_STATED PROBLEM A_: Restate the image extraction notes from "Image Extraction Details" to "quickly and safely.", using "dimensions" wherever "dims" appears.

Example with a CloudFront → S3 origin fallback:

const extract = new Extract({
  debug: true,
  userAgent: "my-app/metadata-extractor",
  quarantineTtlMs: 6 * 60 * 60 * 1000,
  originFallback: (url) => url.replace("https://cdn.example.com/", "https://s3.example.com/"),
  invalidateCloudFrontKey: async (urlOrKey) => {
    // map full URL to distribution key if needed and call your invalidation API
  },
});

const meta = await extract.extractRemote("https://cdn.example.com/asset.png", 96 * 1024);

Image Extraction Details

PNG: IHDR dims, color type → color model/space, sRGB/cHRM/iCCP, iTXt/zTXt (XMP, Creation Time), EXIF (eXIf)
JPEG: SOF dims, EXIF orientation (0x0112) and DateTimeOriginal (0x9003), ICC in APP2
WebP: VP8/VP8L/VP8X dims, alpha flag, animation frames, ICC/XMP where present
GIF: dims and frame counting via blocks
BMP: dims and basic color model
AVIF/HEIF: ISOBMFF box walk for dims (ispe), XMP extraction
ICO: picks largest entry; detects embedded PNG
TIFF: classic TIFF IFDs for dims/samples; BigTIFF intentionally not parsed in lightweight path

Image parser is header‑first and avoids full decode; it surfaces useful metadata quickly and safely.

_STATED PROBLEM B_: Please copy out every line of the entries below that contains the word "monitor", matching its case exactly.

_MATERIAL SUPPLIED_:
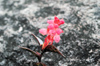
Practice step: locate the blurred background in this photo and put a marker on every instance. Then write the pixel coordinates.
(80, 42)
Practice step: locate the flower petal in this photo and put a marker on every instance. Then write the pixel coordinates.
(50, 21)
(51, 26)
(57, 38)
(59, 31)
(61, 22)
(43, 31)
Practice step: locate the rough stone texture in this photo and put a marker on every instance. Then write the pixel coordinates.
(80, 41)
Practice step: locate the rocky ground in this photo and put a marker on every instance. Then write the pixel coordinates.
(80, 41)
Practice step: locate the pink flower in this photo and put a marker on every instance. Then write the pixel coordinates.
(51, 26)
(50, 21)
(59, 31)
(57, 38)
(53, 31)
(43, 31)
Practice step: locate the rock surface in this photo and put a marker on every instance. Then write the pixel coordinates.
(80, 41)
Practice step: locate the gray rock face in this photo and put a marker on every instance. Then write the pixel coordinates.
(80, 42)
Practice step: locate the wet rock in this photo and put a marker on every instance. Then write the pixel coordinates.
(80, 41)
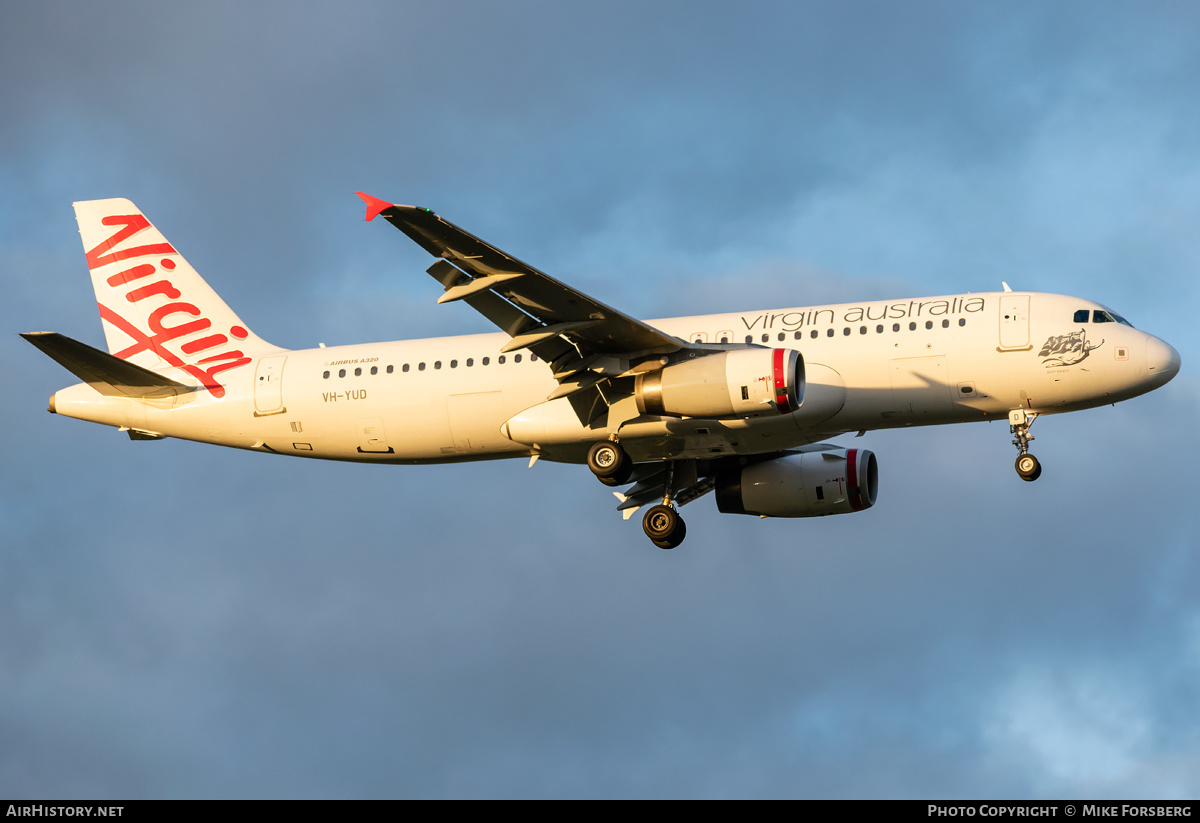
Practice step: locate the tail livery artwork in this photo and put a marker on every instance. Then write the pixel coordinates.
(737, 403)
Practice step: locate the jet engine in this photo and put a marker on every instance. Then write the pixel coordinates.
(811, 484)
(745, 383)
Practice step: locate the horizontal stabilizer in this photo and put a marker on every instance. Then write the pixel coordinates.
(103, 372)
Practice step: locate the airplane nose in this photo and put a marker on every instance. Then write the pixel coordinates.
(1162, 361)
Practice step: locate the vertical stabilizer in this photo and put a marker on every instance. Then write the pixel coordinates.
(157, 312)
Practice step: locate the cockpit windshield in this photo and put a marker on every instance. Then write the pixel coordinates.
(1099, 316)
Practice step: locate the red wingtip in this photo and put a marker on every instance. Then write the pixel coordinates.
(375, 205)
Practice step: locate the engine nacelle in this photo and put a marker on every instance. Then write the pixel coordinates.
(745, 383)
(808, 485)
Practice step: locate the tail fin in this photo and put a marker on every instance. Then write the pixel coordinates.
(157, 312)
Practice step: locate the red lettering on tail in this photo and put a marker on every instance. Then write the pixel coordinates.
(103, 253)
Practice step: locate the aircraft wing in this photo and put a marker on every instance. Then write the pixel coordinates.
(552, 319)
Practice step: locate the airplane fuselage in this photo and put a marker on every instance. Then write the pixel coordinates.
(875, 365)
(736, 404)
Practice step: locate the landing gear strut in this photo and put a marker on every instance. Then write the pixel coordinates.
(1019, 421)
(610, 463)
(663, 523)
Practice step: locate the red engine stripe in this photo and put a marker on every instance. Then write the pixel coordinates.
(779, 362)
(856, 499)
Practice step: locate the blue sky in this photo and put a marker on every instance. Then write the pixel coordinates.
(180, 620)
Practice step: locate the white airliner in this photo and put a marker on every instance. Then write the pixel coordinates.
(737, 403)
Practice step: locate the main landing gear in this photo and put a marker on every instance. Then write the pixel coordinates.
(610, 463)
(612, 467)
(1019, 421)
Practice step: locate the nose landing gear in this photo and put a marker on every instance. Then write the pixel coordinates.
(1027, 466)
(664, 527)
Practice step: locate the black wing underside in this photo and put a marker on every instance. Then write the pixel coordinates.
(587, 343)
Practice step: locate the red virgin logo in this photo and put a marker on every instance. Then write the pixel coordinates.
(163, 324)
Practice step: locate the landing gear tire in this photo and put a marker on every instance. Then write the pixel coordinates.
(664, 527)
(610, 463)
(1029, 467)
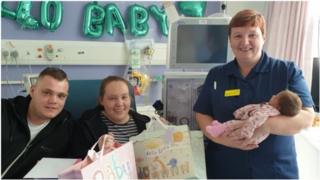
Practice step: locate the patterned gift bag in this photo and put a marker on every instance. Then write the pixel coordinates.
(169, 152)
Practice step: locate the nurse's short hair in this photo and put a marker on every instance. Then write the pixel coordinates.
(248, 17)
(289, 103)
(54, 72)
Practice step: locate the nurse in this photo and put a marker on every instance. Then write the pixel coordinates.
(252, 77)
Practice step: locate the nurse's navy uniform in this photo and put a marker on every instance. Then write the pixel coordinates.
(276, 155)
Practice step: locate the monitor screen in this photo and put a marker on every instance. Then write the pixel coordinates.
(199, 43)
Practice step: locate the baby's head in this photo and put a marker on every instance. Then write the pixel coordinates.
(287, 102)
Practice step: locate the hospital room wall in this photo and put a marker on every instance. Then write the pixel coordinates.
(11, 30)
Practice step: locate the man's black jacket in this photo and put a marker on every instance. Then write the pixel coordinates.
(52, 141)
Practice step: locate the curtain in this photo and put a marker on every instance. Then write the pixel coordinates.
(289, 33)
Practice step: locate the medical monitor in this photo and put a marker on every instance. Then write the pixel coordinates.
(180, 92)
(199, 43)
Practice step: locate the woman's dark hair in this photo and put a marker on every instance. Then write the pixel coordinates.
(108, 80)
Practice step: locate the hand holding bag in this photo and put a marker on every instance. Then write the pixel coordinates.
(119, 163)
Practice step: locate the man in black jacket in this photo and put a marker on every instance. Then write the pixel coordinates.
(35, 126)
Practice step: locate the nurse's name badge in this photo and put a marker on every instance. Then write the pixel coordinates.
(231, 92)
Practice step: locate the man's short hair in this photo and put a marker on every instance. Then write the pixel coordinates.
(54, 72)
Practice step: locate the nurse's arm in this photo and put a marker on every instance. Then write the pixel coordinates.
(205, 120)
(285, 125)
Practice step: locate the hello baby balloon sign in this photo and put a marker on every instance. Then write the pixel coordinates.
(98, 19)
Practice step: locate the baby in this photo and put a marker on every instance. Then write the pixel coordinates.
(285, 103)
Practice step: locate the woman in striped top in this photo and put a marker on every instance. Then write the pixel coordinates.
(112, 115)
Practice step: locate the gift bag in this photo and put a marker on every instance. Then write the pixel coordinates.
(169, 152)
(117, 164)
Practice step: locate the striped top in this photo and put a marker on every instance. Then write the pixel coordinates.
(121, 132)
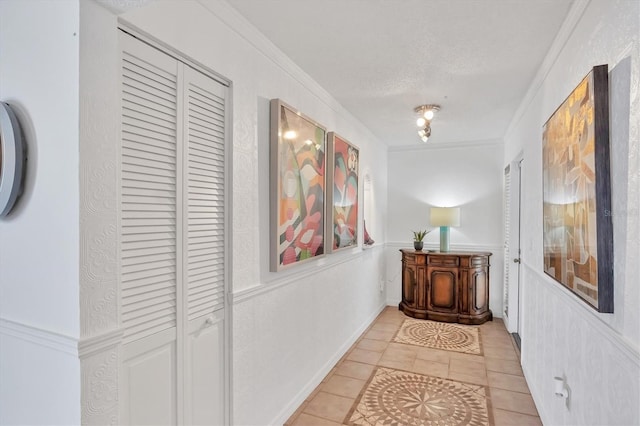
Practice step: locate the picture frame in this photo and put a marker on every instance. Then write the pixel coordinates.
(342, 193)
(577, 219)
(297, 179)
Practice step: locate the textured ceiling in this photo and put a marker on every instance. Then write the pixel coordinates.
(382, 58)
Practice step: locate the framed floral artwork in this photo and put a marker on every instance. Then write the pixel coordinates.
(297, 199)
(342, 193)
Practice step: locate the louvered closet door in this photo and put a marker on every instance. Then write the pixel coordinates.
(204, 105)
(172, 232)
(149, 231)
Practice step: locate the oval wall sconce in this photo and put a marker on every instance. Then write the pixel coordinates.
(12, 159)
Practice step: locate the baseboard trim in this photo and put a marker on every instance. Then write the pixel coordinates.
(39, 336)
(326, 368)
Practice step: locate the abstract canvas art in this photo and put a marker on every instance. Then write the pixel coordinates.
(577, 227)
(298, 151)
(342, 193)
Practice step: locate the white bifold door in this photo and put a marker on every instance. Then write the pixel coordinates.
(173, 214)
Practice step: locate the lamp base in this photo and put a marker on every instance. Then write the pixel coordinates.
(444, 239)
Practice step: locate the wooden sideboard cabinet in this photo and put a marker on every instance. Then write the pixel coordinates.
(450, 287)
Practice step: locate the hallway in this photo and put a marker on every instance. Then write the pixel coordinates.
(493, 380)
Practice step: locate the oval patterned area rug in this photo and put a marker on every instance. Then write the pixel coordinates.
(395, 397)
(440, 335)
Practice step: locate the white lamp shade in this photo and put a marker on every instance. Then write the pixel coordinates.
(445, 216)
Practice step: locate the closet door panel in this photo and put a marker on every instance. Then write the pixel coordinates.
(204, 247)
(205, 377)
(149, 229)
(150, 387)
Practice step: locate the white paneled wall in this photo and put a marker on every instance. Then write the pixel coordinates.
(597, 354)
(308, 316)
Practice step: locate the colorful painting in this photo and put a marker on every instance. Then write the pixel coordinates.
(342, 196)
(297, 187)
(578, 235)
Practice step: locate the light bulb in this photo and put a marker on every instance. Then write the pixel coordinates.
(290, 134)
(428, 114)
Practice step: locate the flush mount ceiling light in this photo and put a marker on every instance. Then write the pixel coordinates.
(426, 114)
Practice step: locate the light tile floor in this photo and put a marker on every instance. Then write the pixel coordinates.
(509, 400)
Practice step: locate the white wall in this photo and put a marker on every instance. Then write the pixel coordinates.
(289, 328)
(39, 315)
(468, 175)
(597, 353)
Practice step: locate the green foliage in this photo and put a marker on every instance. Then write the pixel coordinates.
(419, 235)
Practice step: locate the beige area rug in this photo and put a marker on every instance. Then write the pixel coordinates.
(394, 397)
(440, 335)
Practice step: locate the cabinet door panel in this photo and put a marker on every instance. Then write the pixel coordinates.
(444, 287)
(479, 290)
(409, 284)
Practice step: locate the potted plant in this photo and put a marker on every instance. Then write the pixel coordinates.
(418, 236)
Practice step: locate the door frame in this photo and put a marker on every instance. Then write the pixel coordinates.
(514, 285)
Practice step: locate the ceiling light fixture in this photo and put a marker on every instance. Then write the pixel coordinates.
(426, 114)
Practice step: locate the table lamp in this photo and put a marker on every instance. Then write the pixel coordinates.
(444, 217)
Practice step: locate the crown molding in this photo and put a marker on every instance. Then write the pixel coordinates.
(419, 146)
(244, 29)
(559, 42)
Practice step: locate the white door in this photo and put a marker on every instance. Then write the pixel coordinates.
(512, 251)
(172, 240)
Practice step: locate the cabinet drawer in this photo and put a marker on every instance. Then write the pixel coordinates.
(413, 259)
(479, 261)
(444, 260)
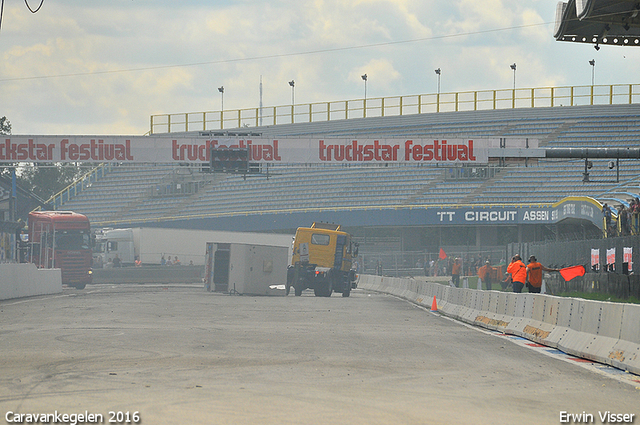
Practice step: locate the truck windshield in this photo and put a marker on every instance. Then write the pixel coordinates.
(72, 239)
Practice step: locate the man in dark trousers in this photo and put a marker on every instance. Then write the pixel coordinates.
(518, 272)
(534, 274)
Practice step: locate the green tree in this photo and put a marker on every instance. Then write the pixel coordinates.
(42, 179)
(5, 126)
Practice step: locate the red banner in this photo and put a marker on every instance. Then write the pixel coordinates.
(165, 149)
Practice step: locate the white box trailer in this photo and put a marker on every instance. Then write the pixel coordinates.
(246, 269)
(150, 244)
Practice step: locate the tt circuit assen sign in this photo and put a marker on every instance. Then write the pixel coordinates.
(582, 208)
(197, 150)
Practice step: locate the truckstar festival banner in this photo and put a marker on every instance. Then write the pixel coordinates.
(198, 150)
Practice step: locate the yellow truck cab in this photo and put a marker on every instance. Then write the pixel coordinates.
(322, 259)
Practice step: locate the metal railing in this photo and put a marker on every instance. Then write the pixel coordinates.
(82, 182)
(397, 105)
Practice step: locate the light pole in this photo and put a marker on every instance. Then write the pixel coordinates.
(364, 77)
(513, 66)
(364, 104)
(292, 83)
(221, 90)
(513, 99)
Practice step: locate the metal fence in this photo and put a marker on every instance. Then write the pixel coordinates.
(419, 263)
(397, 105)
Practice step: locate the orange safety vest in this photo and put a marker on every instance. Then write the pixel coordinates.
(484, 271)
(518, 271)
(535, 274)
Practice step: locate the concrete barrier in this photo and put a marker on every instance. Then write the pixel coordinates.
(26, 280)
(600, 331)
(150, 274)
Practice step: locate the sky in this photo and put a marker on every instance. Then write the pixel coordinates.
(104, 67)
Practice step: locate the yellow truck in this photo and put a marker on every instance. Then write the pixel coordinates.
(322, 260)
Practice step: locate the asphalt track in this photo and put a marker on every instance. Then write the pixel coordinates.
(179, 355)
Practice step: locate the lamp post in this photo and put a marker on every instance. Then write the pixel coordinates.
(513, 100)
(364, 105)
(221, 90)
(292, 83)
(364, 77)
(513, 66)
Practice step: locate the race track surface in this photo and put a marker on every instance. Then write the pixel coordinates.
(180, 355)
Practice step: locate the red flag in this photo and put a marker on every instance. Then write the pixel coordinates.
(569, 273)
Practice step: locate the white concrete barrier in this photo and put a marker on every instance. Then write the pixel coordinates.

_CORRECT RESULT A_:
Image Extraction Details

PNG: IHDR dimensions, color type → color model/space, sRGB/cHRM/iCCP, iTXt/zTXt (XMP, Creation Time), EXIF (eXIf)
JPEG: SOF dimensions, EXIF orientation (0x0112) and DateTimeOriginal (0x9003), ICC in APP2
WebP: VP8/VP8L/VP8X dimensions, alpha flag, animation frames, ICC/XMP where present
GIF: dimensions and frame counting via blocks
BMP: dimensions and basic color model
AVIF/HEIF: ISOBMFF box walk for dimensions (ispe), XMP extraction
ICO: picks largest entry; detects embedded PNG
TIFF: classic TIFF IFDs for dimensions/samples; BigTIFF intentionally not parsed in lightweight path

Image parser is header‑first and avoids full decode; it surfaces useful metadata quickly and safely.

_CORRECT RESULT B_:
Practice step: locate the monitor screen in this photo and put a marker on every instance. Then write the pixel coordinates.
Practice step: locate the medical monitor in this photo and put a marker on every instance. Then write the pixel coordinates.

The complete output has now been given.